** AVAILABLE DATA follows **
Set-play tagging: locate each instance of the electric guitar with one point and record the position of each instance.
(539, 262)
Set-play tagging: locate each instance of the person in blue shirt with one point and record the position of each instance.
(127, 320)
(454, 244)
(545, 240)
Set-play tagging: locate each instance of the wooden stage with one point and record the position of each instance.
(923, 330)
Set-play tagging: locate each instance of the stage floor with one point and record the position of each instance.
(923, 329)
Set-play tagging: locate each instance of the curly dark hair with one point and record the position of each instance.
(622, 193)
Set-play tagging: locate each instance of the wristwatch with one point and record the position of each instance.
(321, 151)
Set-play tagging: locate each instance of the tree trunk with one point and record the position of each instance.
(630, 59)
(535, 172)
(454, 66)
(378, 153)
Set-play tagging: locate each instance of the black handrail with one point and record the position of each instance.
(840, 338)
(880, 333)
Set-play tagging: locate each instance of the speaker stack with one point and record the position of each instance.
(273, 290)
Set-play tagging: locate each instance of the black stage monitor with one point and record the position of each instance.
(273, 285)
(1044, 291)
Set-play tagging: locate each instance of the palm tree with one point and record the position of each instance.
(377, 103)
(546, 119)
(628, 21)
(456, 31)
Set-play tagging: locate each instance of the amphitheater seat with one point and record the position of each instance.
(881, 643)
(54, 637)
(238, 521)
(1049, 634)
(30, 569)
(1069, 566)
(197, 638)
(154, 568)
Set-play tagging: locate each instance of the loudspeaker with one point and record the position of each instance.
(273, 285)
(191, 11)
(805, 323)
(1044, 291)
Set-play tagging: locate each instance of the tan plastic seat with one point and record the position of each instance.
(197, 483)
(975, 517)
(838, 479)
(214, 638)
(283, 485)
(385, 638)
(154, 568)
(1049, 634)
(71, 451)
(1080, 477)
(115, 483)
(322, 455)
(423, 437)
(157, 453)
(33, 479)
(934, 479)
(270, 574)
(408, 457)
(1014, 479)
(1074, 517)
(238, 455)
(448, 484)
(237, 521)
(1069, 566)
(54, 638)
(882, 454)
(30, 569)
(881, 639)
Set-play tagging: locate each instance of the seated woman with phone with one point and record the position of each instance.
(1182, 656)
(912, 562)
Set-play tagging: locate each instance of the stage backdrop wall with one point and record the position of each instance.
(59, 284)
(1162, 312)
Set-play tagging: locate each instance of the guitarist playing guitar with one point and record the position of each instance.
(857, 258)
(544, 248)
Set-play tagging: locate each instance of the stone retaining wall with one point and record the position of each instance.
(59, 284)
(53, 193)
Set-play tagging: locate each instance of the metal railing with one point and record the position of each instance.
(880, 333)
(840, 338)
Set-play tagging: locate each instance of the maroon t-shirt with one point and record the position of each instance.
** End of AVAILABLE DATA **
• THE PROBLEM: Reproduce the data shown above with every line intact.

• SOLUTION FOR THIS EXERCISE:
Set-play tagging: locate each instance of the electric guitar with one point and record the position of each instance.
(539, 262)
Set-play tagging: locate each instance of the person in blue shirt with one point and record the position of each instance.
(127, 320)
(454, 244)
(545, 240)
Set-play tagging: locate each instance of the wooden stage with one point and record the position of each instance.
(923, 330)
Set-play tagging: locate each instance of the stage floor with one point and record the position of each instance.
(923, 329)
Set-play tagging: locate each instance of the curly dark hair with one point and record the position of each instance.
(622, 193)
Set-play tagging: locate each instance of the wristwatch with one point and record the position of each instance.
(321, 151)
Set-play tagging: locate each instance of the tree trunk with one point and record the position of each instance.
(630, 59)
(535, 172)
(454, 66)
(378, 153)
Set-play tagging: locate each instance of the black handrail with one point and record the position of each instance.
(840, 338)
(880, 333)
Set-play tagging: locate each instance of the speaker stack with one point and record the position of each instance.
(273, 290)
Set-play tagging: locate each instance of the black stage monitor with one point and record the position of each instance.
(273, 285)
(1044, 291)
Set-play tagging: locate each instance of the palm tree with one point and record the position of each instance.
(377, 103)
(546, 119)
(628, 21)
(456, 31)
Set-play tagging: locate each instance of the amphitheater seat with one point and record the position of each instance.
(881, 643)
(54, 637)
(238, 521)
(1049, 634)
(30, 569)
(1069, 566)
(197, 638)
(154, 568)
Set-play tagging: locate each instance of the loudspeaker with one point and record the position of each instance.
(273, 285)
(191, 11)
(805, 323)
(1044, 291)
Set-play tagging: locate each instance of the tan plastic seat with one point and record the position of each instance.
(197, 483)
(975, 517)
(838, 479)
(214, 638)
(283, 485)
(385, 638)
(154, 568)
(1049, 634)
(71, 451)
(1080, 477)
(115, 483)
(322, 455)
(423, 437)
(157, 453)
(33, 479)
(934, 479)
(270, 574)
(408, 457)
(1014, 479)
(1074, 517)
(238, 455)
(448, 484)
(237, 521)
(1069, 566)
(54, 638)
(882, 454)
(30, 569)
(881, 639)
Set-play tagging: locate each instance of the seated woman with phone with one point and record the position of each instance.
(1182, 656)
(912, 562)
Set-play tagging: locate each instance of the stage backdrop wall with one point and record the position of each instance.
(59, 284)
(1162, 312)
Set-play tagging: locate each instance of the guitarist playing guitar with one point and record the position of each instance.
(857, 258)
(544, 248)
Set-play tagging: locate each instance of the stone retaining wall with one point and record the position of each instance.
(59, 284)
(53, 193)
Set-play tagging: locate each instance of the metal railing with one point and record the position of each instance.
(880, 333)
(840, 338)
Set-play tagging: locate each instance of the maroon t-shirt with one point and record the position of each instance.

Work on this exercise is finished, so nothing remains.